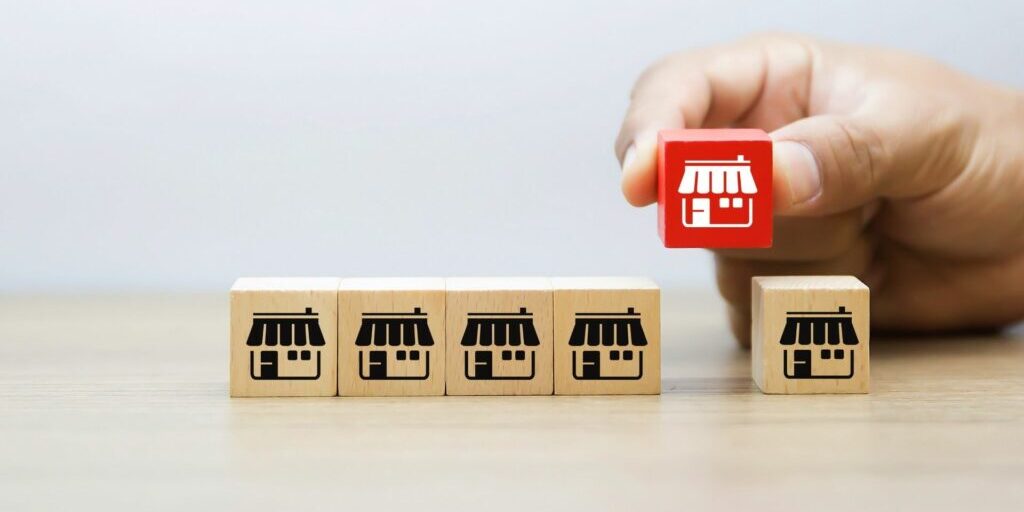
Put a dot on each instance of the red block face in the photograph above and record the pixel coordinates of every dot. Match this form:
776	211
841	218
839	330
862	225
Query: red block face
714	188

What the task requires
Faithful copy, images left out: write out every line of data.

Result of this task
Put a dot on each instance of the red block face in the photograph above and record the pixel coordinates of every dot. Match this form:
776	211
841	218
839	330
862	225
Query: red block face
714	188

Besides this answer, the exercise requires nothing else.